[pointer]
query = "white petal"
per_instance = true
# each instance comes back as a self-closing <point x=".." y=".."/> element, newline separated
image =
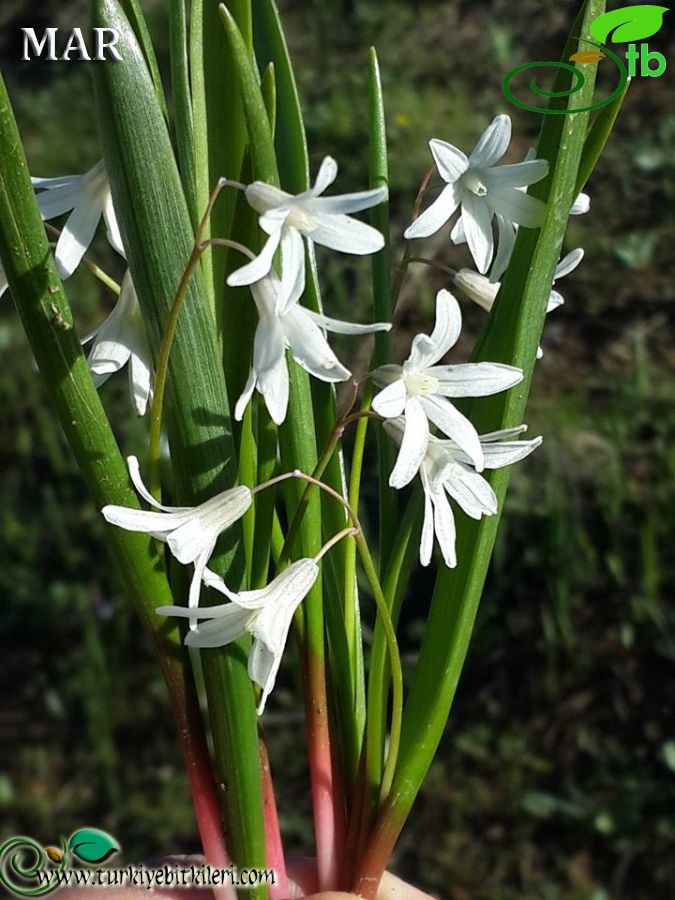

* * *

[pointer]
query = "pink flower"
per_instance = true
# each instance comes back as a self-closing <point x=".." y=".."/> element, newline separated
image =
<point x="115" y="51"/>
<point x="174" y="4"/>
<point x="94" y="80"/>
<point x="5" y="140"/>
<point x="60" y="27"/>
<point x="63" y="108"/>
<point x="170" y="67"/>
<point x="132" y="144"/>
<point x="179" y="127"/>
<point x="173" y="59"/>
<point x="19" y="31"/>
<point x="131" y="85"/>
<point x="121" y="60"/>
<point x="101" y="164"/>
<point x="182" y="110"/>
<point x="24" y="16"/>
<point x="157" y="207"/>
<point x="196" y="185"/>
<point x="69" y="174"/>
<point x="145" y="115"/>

* [Task directions]: Extract every line of the data above that contains the string "query", matching case exactly.

* [Completed exercise]:
query = "white petal"
query = "pink flower"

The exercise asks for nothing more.